Given records —
>>>>>

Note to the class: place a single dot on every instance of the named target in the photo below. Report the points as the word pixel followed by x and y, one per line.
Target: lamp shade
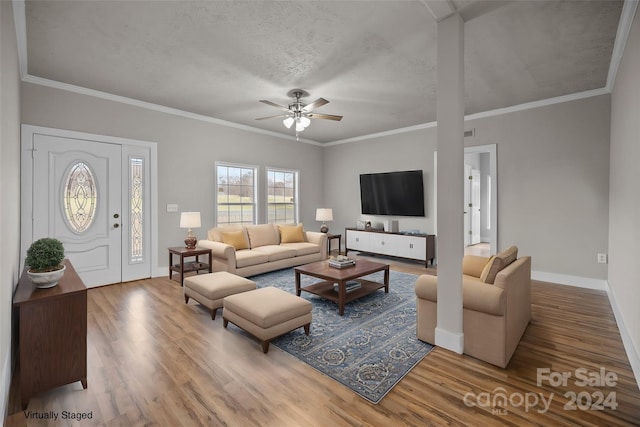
pixel 190 220
pixel 324 214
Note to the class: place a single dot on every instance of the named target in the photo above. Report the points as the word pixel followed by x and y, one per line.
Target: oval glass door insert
pixel 80 197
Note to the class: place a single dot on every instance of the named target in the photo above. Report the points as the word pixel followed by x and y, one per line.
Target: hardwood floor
pixel 153 360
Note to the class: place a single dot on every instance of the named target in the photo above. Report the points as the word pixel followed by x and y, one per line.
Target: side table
pixel 184 267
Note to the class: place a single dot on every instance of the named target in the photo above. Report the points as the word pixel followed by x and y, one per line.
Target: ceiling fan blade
pixel 315 104
pixel 273 104
pixel 273 117
pixel 324 116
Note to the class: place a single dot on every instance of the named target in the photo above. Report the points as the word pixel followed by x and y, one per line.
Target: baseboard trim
pixel 449 340
pixel 632 352
pixel 564 279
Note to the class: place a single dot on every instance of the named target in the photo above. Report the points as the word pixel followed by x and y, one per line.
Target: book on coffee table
pixel 350 286
pixel 341 264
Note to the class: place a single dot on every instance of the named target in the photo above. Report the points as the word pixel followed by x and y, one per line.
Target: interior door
pixel 77 199
pixel 467 204
pixel 474 209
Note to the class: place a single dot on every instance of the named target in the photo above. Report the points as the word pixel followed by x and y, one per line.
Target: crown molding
pixel 20 21
pixel 156 107
pixel 624 28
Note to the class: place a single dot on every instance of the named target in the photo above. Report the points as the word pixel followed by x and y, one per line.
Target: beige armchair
pixel 496 305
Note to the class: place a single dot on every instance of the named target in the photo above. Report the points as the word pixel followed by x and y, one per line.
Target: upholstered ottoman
pixel 267 313
pixel 210 289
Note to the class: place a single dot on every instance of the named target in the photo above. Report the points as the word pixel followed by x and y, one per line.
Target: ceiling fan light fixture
pixel 288 122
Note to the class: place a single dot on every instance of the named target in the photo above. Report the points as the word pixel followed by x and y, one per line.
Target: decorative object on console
pixel 190 220
pixel 324 215
pixel 44 258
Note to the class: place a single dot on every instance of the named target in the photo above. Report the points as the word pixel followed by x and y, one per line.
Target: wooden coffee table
pixel 341 276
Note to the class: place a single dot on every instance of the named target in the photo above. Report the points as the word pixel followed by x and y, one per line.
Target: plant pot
pixel 47 279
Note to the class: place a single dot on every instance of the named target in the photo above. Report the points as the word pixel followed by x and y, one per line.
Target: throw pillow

<<<<<

Challenge — Restate the entire listing word for word, excluding pictures.

Exercise output —
Note to the class: place a single dot on every instance of the named target in the photo below. Report the points as the word pixel followed by x and y, one per line.
Target: lamp shade
pixel 190 220
pixel 324 214
Note to the class: place a single dot on every instance of the named target in the photo above. Report the points as the word pixel followed by x and y, one per line.
Target: oval glass door insert
pixel 80 197
Note to the class: place a single dot on every instance of the named target in the photo above. Report the points as the word pixel followed by x and y, one per line.
Target: hardwood floor
pixel 153 360
Note to the class: place a single dot on every instance of the named target in the photo above. Report the points as the word pixel followed by x and y, one per line.
Target: side table
pixel 184 267
Note to the class: place a single dot on every instance of the named target in the photo above. Report the points as the word pixel followed by x and y, one per line.
Target: ceiling fan blade
pixel 315 104
pixel 273 104
pixel 273 117
pixel 324 116
Note to the class: place a single dot on every instance of the named target in the photo above. Report the points as the word pixel followed by x and y, one per line.
Target: baseboard trim
pixel 449 340
pixel 632 352
pixel 564 279
Note to the class: place a single dot on every instance of the named target in the photo above. Report the points as the word pixel followed by x and y, one per line.
Target: book on coffee table
pixel 350 286
pixel 341 264
Note to the class: place a single dot on every instance of the named target in the photo above. Report the points as the word pixel followed by x and y, one per line.
Target: interior door
pixel 77 199
pixel 467 204
pixel 474 209
Note to the class: place a single dot on every instance of the named target in the photo above. Report the points as the word pixel followed by x and y, one per line.
Target: crown molding
pixel 20 21
pixel 156 107
pixel 624 28
Note to the class: place a single dot on every instance of the named target in the photo above. Report the points as the word pixel followed by x and y, one per line.
Target: beige armchair
pixel 496 305
Note to the class: place a single dot on every instance of the named target in the photo above. Report the points as the word pixel followed by x and y, one per line.
Target: upholstered ottoman
pixel 267 313
pixel 210 289
Note to the class: place a single dot on every instance of the named target in the photo above. Report the points as the word pixel followed by x and y, one per line.
Target: ceiling fan light fixture
pixel 288 122
Note to the class: place a single dot on every instance of the named target in the photo above. Report the points as the word pixel followed by x and y, one per line.
Target: decorative object on console
pixel 190 220
pixel 324 215
pixel 44 258
Note to the class: place a single dot on every instance of the named target in the photo above. Report the points as the word pixel followed by x and y, one per line.
Target: wooden coffee table
pixel 341 276
Note to the class: place a single dot on every instance of the named target in the photo above. Report the points as the word pixel followed by x and y, one per line.
Target: plant pot
pixel 47 279
Note to the class: place a single dot on every instance of the named target in the photo above. Report the points as the word pixel followed by x and y, one per line.
Target: throw pillow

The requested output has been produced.